Object location annotation data:
=======

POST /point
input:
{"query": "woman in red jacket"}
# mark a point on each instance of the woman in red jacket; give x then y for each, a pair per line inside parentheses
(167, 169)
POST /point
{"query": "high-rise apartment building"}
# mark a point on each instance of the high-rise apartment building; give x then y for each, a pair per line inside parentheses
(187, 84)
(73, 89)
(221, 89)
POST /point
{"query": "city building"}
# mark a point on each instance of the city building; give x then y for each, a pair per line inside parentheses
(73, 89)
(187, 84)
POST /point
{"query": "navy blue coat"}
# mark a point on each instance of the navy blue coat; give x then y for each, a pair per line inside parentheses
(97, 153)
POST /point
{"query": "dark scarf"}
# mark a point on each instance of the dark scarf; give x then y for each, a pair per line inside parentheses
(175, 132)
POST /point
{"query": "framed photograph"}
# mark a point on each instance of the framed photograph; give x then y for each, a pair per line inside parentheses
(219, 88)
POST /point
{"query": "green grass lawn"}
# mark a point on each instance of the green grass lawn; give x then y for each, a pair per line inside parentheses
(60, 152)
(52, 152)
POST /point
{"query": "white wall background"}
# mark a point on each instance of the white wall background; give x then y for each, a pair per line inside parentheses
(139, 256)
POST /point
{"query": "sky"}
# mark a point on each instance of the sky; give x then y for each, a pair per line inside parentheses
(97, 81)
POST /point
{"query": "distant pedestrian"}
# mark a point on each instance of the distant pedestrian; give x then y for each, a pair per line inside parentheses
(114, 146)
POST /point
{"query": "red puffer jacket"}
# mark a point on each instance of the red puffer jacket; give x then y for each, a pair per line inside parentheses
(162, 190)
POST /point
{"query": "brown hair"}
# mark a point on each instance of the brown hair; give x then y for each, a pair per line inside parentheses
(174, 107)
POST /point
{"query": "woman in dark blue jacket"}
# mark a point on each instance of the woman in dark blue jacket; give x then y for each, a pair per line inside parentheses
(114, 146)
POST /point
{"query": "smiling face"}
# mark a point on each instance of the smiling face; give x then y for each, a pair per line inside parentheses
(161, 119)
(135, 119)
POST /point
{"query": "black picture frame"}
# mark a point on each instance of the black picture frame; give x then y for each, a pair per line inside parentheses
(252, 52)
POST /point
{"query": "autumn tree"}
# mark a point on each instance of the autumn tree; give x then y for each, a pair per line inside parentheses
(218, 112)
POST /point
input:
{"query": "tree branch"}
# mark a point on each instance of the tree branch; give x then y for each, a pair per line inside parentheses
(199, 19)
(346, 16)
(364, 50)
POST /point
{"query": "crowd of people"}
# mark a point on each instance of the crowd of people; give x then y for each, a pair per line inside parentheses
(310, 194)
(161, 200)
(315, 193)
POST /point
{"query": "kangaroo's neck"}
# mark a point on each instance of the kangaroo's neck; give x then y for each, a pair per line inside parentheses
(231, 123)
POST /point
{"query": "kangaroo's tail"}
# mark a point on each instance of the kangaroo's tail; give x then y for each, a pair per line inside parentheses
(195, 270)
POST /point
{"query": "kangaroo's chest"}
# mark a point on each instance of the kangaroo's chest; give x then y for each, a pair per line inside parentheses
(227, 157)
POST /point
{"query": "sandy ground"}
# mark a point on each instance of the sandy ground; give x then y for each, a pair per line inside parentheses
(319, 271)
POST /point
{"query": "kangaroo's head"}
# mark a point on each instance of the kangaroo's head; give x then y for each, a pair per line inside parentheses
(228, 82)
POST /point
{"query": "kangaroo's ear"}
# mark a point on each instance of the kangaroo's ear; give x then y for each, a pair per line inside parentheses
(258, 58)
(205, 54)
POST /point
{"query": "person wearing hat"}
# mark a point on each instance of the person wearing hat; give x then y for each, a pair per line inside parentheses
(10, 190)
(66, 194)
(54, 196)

=======

Task description: Write out the records shown above, exactly as they appear.

Exercise output:
POST /point
input:
{"query": "woman in red jacket"}
# mark a point on each instance of the woman in red jacket; give x then y for each, a pair per line inside parentheses
(167, 169)
POST /point
{"query": "high-rise apartment building"}
# mark a point on each instance of the high-rise apartment building; give x then y for each, a pair per line inside parentheses
(187, 84)
(73, 89)
(221, 89)
POST /point
{"query": "city building"}
# mark a point on each instance of the city building; give x then y for each, a pair per line inside parentheses
(73, 89)
(187, 84)
POST /point
{"query": "navy blue coat"}
# mark a point on each instance of the navy blue coat; give x then y for each, a pair per line inside parentheses
(97, 153)
POST /point
{"query": "dark scarf"}
# mark a point on each instance of the dark scarf; give x then y for each, a pair per line inside parentheses
(175, 132)
POST /point
{"query": "framed photograph"}
# mark a point on each instance of the framed photograph; give x then y for each, a pair per line inside parentheses
(219, 88)
POST /point
{"query": "green grass lawn"}
# mark a point on each instance of the green grass lawn; give x then y for each, a pair per line inside parentheses
(60, 152)
(52, 152)
POST /point
{"query": "white wall background"}
# mark a point on each instance of the white wall background; give x then y for each, a pair per line inside parentheses
(139, 256)
POST /point
{"query": "sky"}
# mark a point on each instance of the sky; give x then y for each, a pair per line inside parentheses
(97, 81)
POST /point
{"query": "distant pedestrian"}
# mark a point on each instance of the distant pedestrian; give x then y for each, a pair per line inside parentheses
(114, 146)
POST /point
{"query": "red puffer jacket"}
# mark a point on each instance of the red puffer jacket; give x then y for each, a pair per line inside parentheses
(162, 190)
POST /point
{"query": "brown hair"}
# mark a point on each instance of the brown hair; give x then y for each, a pair per line inside parentheses
(174, 107)
POST /point
{"query": "woman in dark blue jacket"}
# mark a point on each instance of the woman in dark blue jacket; give x then y for each, a pair per line inside parentheses
(114, 146)
POST /point
{"query": "smiling face"}
# mark a point on each instance of the smiling face; give x then y for each, a pair per line inside parentheses
(161, 119)
(135, 119)
POST /point
{"query": "black picture frame"}
# mark a point on each instance of the black picture frame; give x then y for each, a pair per line inside parentheses
(252, 52)
POST /point
{"query": "autumn tree"}
# mark a point on each instance of the autumn tree; give x then y for each, a pair per line inside parentheses
(218, 112)
POST /point
input:
{"query": "tree branch"}
# mark a point on each instance of the tree branch; give x then y for each, a pair per line inside parentheses
(199, 19)
(346, 16)
(364, 50)
POST /point
{"query": "crowd of people"}
# mark a point on each instance of the crowd of people; give x then y for each, a pair per line inside parentheses
(310, 194)
(161, 200)
(315, 193)
POST /point
{"query": "kangaroo's neck"}
# mark a point on each instance of the kangaroo's neck; give x then y for each, a pair per line inside parentheses
(231, 123)
POST /point
{"query": "kangaroo's tail"}
# mark a point on each instance of the kangaroo's tail; give x then y for each, a pair per line inside parentheses
(195, 270)
POST /point
{"query": "kangaroo's chest"}
# mark a point on each instance of the kangaroo's chest; give x then y for each, a pair per line inside parentheses
(227, 157)
POST /point
{"query": "sandy ground"}
# mark a point on each instance of the sandy ground; give x then y for each, a pair per line inside parentheses
(319, 271)
POST /point
{"query": "kangaroo's head"}
# mark a point on each instance of the kangaroo's head; give x then y for each, a pair per line inside parentheses
(228, 82)
POST /point
{"query": "kangaroo's ear"}
# mark a point on each instance of the kangaroo's ear; give x then y for each, a pair per line inside parentheses
(258, 58)
(205, 54)
POST /point
{"query": "person wearing hat"}
# mark a point on each instance of the person wearing hat; give x then y for each, a pair per line inside parentheses
(10, 190)
(66, 194)
(54, 196)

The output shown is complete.